● **EXERCISE BRIEF**: Give back each entry word for word, but drop the images.

═══ DATA FOR ANALYSIS ═══

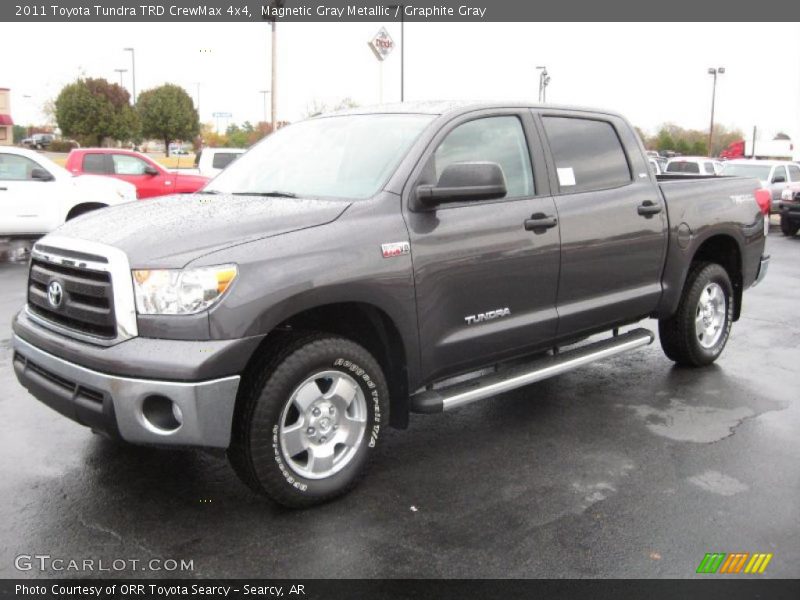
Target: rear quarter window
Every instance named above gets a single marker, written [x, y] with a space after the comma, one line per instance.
[223, 159]
[94, 163]
[588, 154]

═══

● **COMPLETED TASK**:
Target: rear quarter window
Every instance named above gets a single marker, written [x, y] with a space after the comma, one line per instance.
[223, 159]
[94, 163]
[588, 154]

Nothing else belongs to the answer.